### Extract provided

+ + +

Beckley Retreats
- Type: Private
- Industry: Wellness tourism
- Founded: 2021
- Founders: Amanda Feilding, Neil Markey
- Headquarters: Jamaica
- Number of locations: Jamaica, Netherlands
- Key people: Neil Markey (CEO)
- Website: beckleyretreats.com

= Beckley Retreats =

Psychedelic retreat center

Beckley Retreats is a network of psychedelic retreat centers that provides integrated health programs utilizing psilocybin. Founded in 2021, it operates in jurisdictions where psilocybin is legal, including Jamaica and the Netherlands.

== History ==

Beckley Retreats was founded in 2021 by Amanda Feilding, Neil Markey, and others in the psychedelics field. Its first retreat took place in September 2022 in Jamaica and hosted approximately 20 guests. Feilding's personal experience with psychedelics inspired the retreats.

== Operations ==
Beckley Retreats operates in countries where psilocybin is legal, including the Netherlands and Jamaica. In Jamaica, retreats take place on the 200-acre Good Hope Estate in Trelawny Parish, with Netherlands retreats taking place at multiple sites.

+ + +

### Dataset records
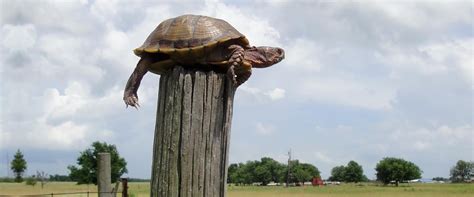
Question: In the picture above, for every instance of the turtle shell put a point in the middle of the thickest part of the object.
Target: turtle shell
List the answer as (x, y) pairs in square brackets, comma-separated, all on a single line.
[(190, 35)]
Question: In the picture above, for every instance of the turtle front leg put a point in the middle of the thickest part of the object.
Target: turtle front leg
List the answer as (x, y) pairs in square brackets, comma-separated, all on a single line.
[(130, 96), (236, 63)]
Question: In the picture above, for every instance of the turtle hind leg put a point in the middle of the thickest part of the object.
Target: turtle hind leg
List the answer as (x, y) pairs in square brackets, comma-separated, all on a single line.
[(235, 63), (130, 96)]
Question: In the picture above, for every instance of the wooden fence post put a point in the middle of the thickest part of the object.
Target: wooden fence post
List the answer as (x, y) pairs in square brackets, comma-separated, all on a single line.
[(191, 143), (104, 175)]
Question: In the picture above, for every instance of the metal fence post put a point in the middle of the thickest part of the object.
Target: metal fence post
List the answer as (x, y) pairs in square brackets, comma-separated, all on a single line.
[(124, 187)]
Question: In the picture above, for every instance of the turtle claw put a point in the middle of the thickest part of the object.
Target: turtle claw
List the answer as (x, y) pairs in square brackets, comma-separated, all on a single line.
[(231, 75), (131, 100)]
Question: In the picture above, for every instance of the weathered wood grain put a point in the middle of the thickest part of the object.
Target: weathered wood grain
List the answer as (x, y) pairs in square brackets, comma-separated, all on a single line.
[(191, 144), (187, 141)]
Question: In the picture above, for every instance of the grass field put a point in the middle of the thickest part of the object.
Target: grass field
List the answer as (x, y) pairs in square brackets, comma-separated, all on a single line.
[(142, 189)]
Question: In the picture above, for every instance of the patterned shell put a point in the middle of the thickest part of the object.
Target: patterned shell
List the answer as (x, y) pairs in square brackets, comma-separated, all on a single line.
[(190, 32)]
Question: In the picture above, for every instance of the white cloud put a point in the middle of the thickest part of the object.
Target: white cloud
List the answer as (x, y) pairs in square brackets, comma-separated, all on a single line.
[(262, 96), (265, 129), (276, 94), (18, 38), (348, 92), (321, 157)]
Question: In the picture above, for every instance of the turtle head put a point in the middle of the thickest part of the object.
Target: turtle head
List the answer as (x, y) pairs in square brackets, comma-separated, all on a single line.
[(261, 57)]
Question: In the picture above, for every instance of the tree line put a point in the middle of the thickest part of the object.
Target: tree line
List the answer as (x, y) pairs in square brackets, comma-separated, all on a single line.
[(263, 171), (268, 170)]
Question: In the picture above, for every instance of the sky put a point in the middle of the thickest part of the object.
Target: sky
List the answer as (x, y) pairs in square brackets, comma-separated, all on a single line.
[(361, 80)]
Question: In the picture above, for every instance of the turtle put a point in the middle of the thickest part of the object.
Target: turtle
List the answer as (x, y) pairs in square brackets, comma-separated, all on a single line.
[(200, 42)]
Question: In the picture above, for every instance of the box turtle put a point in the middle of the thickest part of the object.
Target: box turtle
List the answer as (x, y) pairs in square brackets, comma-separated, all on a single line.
[(200, 42)]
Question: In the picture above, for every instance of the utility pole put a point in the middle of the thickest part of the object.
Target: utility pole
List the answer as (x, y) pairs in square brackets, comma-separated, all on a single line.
[(8, 165), (289, 169)]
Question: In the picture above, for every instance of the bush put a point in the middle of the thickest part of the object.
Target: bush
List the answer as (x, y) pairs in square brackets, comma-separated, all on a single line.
[(31, 181)]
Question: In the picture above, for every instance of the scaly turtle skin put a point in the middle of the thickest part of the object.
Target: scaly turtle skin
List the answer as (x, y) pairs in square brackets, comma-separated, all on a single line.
[(201, 42)]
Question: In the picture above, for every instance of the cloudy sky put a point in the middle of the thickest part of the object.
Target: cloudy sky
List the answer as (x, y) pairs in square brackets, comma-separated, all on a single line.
[(362, 80)]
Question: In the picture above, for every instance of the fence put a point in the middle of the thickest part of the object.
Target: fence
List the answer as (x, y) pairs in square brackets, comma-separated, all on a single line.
[(124, 192), (88, 193)]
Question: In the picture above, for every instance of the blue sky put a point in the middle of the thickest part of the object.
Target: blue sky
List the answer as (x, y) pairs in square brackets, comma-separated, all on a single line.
[(362, 80)]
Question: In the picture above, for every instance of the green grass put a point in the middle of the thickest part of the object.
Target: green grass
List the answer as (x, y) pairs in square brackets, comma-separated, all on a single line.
[(353, 190)]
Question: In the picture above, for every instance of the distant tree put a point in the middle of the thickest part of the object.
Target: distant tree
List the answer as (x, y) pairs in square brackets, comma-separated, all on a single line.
[(462, 171), (268, 170), (60, 178), (31, 180), (18, 166), (87, 172), (302, 172), (353, 172), (397, 170), (337, 174), (41, 176)]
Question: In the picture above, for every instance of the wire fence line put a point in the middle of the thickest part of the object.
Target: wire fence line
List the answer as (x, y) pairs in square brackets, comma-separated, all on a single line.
[(62, 194)]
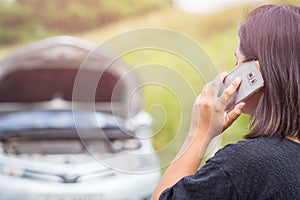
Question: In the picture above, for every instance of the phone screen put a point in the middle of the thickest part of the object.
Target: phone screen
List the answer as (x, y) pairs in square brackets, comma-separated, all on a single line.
[(252, 81)]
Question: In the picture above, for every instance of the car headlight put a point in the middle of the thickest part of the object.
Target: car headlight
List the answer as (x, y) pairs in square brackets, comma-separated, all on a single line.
[(11, 170)]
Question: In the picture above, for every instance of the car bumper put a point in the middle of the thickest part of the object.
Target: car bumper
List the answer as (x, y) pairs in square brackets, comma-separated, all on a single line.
[(122, 186)]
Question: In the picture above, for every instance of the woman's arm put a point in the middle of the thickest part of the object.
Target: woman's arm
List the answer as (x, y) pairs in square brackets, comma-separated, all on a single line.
[(208, 120)]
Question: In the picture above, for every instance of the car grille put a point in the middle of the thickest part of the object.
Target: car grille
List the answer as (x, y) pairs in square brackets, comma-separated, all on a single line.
[(67, 177)]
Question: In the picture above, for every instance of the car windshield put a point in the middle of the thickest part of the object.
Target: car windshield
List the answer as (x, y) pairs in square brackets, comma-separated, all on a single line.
[(56, 132), (60, 124)]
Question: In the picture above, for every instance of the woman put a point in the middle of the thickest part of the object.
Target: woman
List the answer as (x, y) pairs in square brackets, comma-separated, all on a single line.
[(267, 165)]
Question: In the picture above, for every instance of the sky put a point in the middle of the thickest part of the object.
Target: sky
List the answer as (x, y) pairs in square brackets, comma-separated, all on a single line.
[(209, 6)]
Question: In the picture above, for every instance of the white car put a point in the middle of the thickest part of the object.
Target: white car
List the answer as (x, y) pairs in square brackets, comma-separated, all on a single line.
[(53, 146)]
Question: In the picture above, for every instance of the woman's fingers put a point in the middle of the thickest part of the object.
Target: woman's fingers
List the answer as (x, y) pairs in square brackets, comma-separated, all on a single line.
[(232, 115)]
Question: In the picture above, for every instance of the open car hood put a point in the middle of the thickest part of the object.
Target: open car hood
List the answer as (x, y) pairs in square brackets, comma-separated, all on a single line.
[(42, 76)]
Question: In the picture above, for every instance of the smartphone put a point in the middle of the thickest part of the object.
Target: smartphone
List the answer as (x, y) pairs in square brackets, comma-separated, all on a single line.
[(252, 81)]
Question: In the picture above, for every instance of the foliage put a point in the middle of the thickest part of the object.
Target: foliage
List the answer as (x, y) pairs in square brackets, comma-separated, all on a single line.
[(23, 20)]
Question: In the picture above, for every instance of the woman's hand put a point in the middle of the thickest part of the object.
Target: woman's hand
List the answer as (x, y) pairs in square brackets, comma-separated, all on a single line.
[(208, 116)]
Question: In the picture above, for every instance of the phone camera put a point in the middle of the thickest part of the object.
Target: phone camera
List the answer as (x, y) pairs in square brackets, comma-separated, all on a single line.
[(251, 76), (252, 81)]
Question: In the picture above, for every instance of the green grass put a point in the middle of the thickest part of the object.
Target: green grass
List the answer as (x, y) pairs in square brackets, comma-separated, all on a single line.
[(170, 102)]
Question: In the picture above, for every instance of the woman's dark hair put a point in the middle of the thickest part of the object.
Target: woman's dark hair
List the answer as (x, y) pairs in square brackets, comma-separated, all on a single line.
[(271, 35)]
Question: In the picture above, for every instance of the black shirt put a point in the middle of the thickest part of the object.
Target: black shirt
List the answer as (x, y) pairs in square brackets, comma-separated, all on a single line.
[(261, 168)]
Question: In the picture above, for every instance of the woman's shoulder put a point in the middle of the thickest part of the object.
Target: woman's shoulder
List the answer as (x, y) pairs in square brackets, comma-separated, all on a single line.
[(262, 148)]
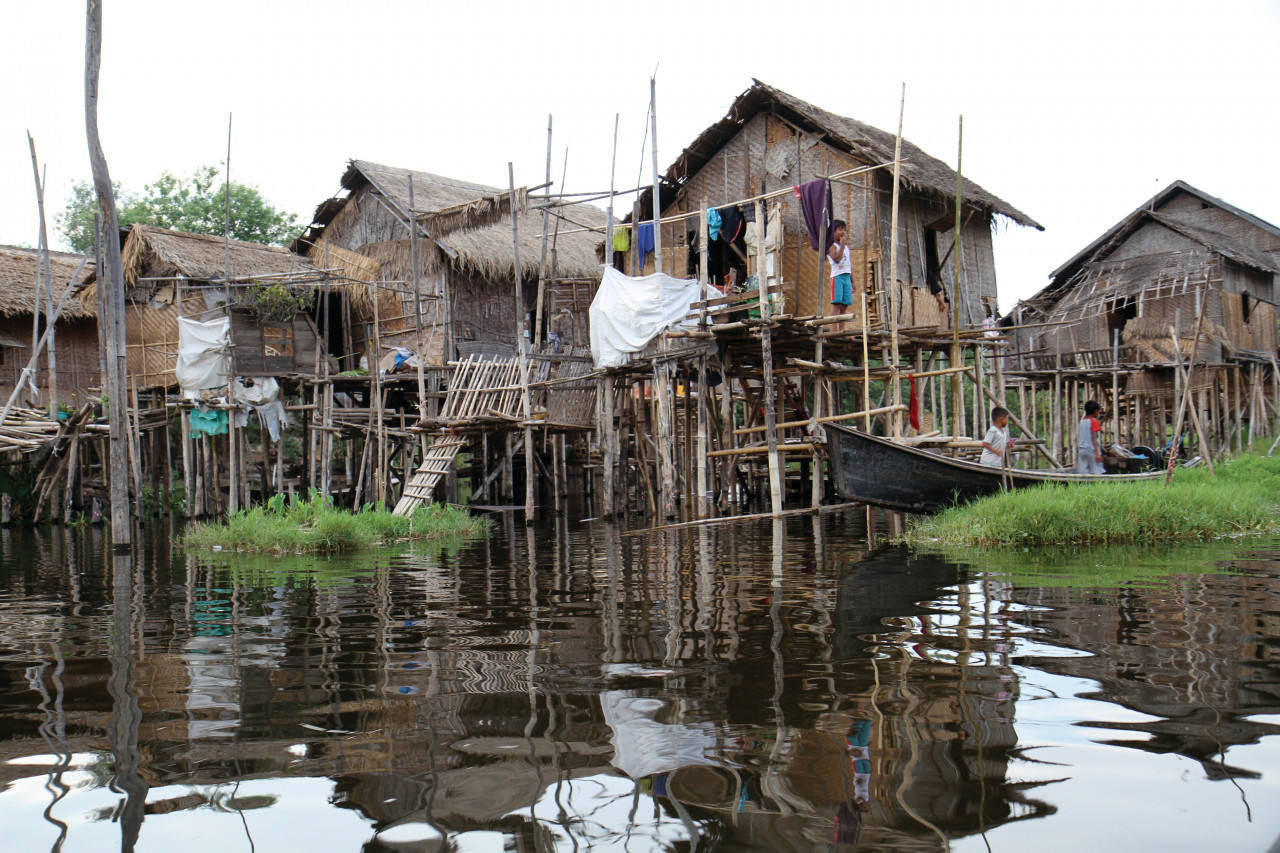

+ + +

### Tasks to complete
(a) List every field label in the summary box at the top of the Beckley Retreats article, in order.
(b) According to the Beckley Retreats article, where in Jamaica do the retreats take place?
(c) Write the next part of the article on Beckley Retreats, starting after its last sentence.

### Activity answers
(a) Type, Industry, Founded, Founders, Headquarters, Number of locations, Key people, Website

(b) On the 200-acre Good Hope Estate in Trelawny Parish.

(c)
Retreats consist of multi-night stays and include mindfulness, meditation, and yoga. Retreat programs include pre-retreat preparation and post-program integration. During the retreats, participants consume psilocybin through tea or capsules, with ceremonies facilitated by therapists, physicians, and musicians and lasting approximately six hours.

Attendees have been described as high-functioning individuals including entrepreneurs, creatives and philanthropists. Retreats have been attended by CNN correspondents, tech executives, and the fashion editor of The Sunday Times. In 2025, a study of the effects of psychedelics in retreat settings was conducted by Robin Carhart-Harris at Beckley Retreats.